**** INPUT MATERIAL

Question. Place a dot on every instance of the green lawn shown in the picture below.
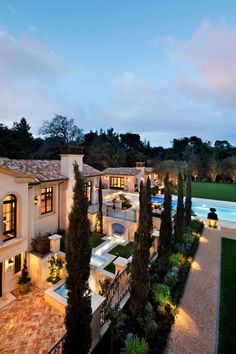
(218, 191)
(227, 325)
(95, 240)
(123, 251)
(110, 267)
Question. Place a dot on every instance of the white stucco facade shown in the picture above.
(29, 221)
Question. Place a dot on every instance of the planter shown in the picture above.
(41, 245)
(24, 288)
(213, 223)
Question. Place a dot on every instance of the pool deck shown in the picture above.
(196, 326)
(29, 325)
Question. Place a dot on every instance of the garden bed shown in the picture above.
(227, 319)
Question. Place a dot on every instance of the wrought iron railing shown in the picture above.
(118, 290)
(127, 215)
(58, 347)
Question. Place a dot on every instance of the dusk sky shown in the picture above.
(163, 69)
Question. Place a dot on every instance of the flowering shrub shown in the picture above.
(176, 260)
(161, 293)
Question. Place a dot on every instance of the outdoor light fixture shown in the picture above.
(10, 262)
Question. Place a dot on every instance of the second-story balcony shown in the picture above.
(117, 213)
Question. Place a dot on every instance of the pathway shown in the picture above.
(29, 325)
(195, 329)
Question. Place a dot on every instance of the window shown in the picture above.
(46, 200)
(9, 217)
(88, 191)
(117, 182)
(17, 266)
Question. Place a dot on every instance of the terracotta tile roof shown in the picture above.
(148, 169)
(42, 170)
(89, 171)
(130, 171)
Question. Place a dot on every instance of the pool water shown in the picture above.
(201, 209)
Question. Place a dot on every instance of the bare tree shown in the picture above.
(213, 169)
(62, 127)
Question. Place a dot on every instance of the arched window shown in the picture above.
(9, 217)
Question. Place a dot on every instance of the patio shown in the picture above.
(30, 325)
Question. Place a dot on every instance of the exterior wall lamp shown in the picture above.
(10, 263)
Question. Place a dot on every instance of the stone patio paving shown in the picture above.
(29, 325)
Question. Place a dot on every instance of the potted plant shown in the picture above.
(56, 265)
(24, 279)
(41, 244)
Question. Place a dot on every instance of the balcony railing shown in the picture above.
(127, 215)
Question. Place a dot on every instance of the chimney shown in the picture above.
(70, 154)
(140, 166)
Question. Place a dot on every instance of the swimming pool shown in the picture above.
(202, 209)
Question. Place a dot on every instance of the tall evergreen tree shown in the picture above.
(165, 238)
(149, 205)
(140, 279)
(78, 252)
(188, 199)
(179, 217)
(99, 222)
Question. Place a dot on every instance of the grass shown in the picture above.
(123, 251)
(216, 191)
(227, 325)
(95, 239)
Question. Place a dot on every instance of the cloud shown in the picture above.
(200, 99)
(26, 58)
(140, 106)
(31, 81)
(211, 54)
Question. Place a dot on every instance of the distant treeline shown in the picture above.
(107, 148)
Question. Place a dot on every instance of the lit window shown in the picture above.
(46, 200)
(9, 217)
(117, 182)
(88, 191)
(17, 264)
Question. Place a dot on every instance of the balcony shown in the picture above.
(127, 215)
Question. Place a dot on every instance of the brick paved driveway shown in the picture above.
(29, 325)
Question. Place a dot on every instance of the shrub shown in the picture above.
(24, 278)
(171, 278)
(135, 345)
(56, 265)
(197, 226)
(187, 238)
(147, 321)
(41, 244)
(176, 260)
(161, 293)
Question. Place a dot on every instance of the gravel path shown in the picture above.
(195, 329)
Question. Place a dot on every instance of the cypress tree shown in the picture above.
(99, 221)
(149, 206)
(140, 279)
(165, 238)
(78, 252)
(188, 199)
(179, 217)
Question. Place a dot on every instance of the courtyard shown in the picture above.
(29, 325)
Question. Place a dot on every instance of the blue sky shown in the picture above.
(161, 69)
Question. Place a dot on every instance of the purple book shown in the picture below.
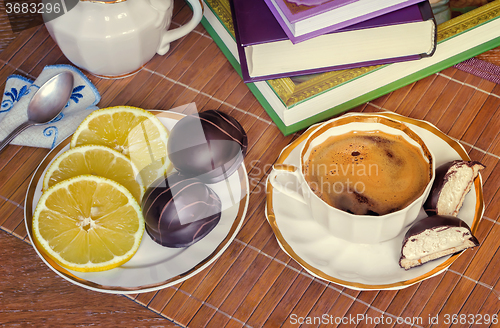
(265, 51)
(305, 19)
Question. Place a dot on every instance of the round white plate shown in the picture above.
(362, 266)
(153, 266)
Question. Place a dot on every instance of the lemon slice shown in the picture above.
(132, 131)
(88, 223)
(96, 160)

********

_INSTRUCTIONS TO FOLLOW_
Please rewrite everything from the line beginning "Question. Place a dot on every instance of the lemon" down to the end of the records, keeping each line, requests included, and scaling every coordinate in the answers by 2.5, rounded to whole numbers with halves going up.

_THE RESPONSE_
Question. Place a dot on every instance of the lemon slice shown in the picture above.
(330, 328)
(220, 558)
(240, 400)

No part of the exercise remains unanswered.